# Start of Given records
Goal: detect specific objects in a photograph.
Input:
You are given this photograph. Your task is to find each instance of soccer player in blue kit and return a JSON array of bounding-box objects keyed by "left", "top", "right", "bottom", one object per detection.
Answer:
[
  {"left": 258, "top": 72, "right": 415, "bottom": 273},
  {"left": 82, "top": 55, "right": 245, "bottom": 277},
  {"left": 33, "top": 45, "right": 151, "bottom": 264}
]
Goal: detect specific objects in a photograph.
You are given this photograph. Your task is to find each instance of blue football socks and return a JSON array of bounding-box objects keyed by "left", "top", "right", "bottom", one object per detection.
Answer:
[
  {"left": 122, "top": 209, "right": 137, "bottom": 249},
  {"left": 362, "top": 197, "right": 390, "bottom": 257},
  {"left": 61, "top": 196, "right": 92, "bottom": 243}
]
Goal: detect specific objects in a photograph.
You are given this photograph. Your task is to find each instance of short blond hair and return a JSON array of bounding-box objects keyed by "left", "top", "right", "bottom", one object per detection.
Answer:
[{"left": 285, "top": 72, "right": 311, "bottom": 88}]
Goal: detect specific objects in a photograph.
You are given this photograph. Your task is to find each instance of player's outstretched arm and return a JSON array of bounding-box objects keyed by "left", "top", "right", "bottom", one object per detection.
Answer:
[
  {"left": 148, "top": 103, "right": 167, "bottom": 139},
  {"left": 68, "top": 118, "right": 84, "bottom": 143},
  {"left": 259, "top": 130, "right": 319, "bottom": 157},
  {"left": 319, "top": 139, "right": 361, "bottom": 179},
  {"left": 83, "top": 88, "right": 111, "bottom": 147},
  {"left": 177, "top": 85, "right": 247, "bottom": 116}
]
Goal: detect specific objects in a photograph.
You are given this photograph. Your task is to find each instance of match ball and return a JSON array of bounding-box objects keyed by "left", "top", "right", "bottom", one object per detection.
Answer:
# End of Given records
## Set problem
Find each line in the records above that contains the word "blue" and copy those lines out in full.

## Response to the exercise
You are given this photograph. Your task is to find each instance of soccer player in blue kit and return a JSON array of bounding-box objects keyed by "left", "top", "right", "bottom", one object per detection.
You are given this photograph. Your task is to find each instance of blue football socks and return a JSON array of bounding-box objects keyed by "left", "top", "right", "bottom", one object per detection.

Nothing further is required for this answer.